> **TO-DO LIST**:
a: The passage on sustainability education in Estonia says the environmental awareness studies do not allow firm conclusions. Using the passage, explain why.
b: List every kind of research or evidence that the passage on sustainability education in Estonia says is missing.
c: Return the part of the passage on sustainability education in Estonia starting at "Although data from" and ending at "other relevant variables.".

> **PASSAGE**:
┄┄┄┄┄┄
There is currently limited discussion in Estonian general education about how to teach complex systems such as ecosystems and biogeochemical cycles, even though research indicates that these require different approaches from phenomena that are directly perceptible.16 Although studies on teaching such systems have been published in other countries,17 the authors are not aware of any research examining Estonian teachers’ knowledge or skills in this area. Nor have longitudinal or comparative intervention studies been conducted to assess the effectiveness of different methods for teaching complex systems, and there is no evidence on the extent to which such methods are used in teaching sustainability topics in Estonian schools.

Although data from environmental awareness studies among the general population and pupils suggest that general education may not sufficiently support sustainability competence, the available evidence is limited and does not allow firm conclusions. While these studies show cross-sectional associations between environmentally responsible behaviour and various factors – some of which are shaped by the education system – they do not establish causality. To the authors’ knowledge, changes in various aspects of environmental awareness have not been examined in longitudinal or intervention studies alongside other relevant variables.
┄┄┄┄┄┄
> **DATA SEGMENT**:
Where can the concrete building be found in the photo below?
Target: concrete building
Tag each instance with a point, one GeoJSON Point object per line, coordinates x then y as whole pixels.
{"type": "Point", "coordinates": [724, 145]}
┄┄┄┄┄┄
> **SOLUTIONS TO THE PROBLEMS**:
a: The studies show only cross-sectional associations between environmentally responsible behavior and various factors, so they do not establish causality. Changes in environmental awareness also have not been examined in longitudinal or intervention studies alongside other relevant variables.

b:
- Research examining Estonian teachers' knowledge or skills in teaching complex systems
- Longitudinal or comparative intervention studies assessing the effectiveness of different methods for teaching complex systems
- Evidence on the extent to which such methods are used in teaching sustainability topics in Estonian schools
- Longitudinal or intervention studies examining changes in various aspects of environmental awareness alongside other relevant variables

c:
Although data from environmental awareness studies among the general population and pupils suggest that general education may not sufficiently support sustainability competence, the available evidence is limited and does not allow firm conclusions. While these studies show cross-sectional associations between environmentally responsible behaviour and various factors – some of which are shaped by the education system – they do not establish causality. To the authors’ knowledge, changes in various aspects of environmental awareness have not been examined in longitudinal or intervention studies alongside other relevant variables.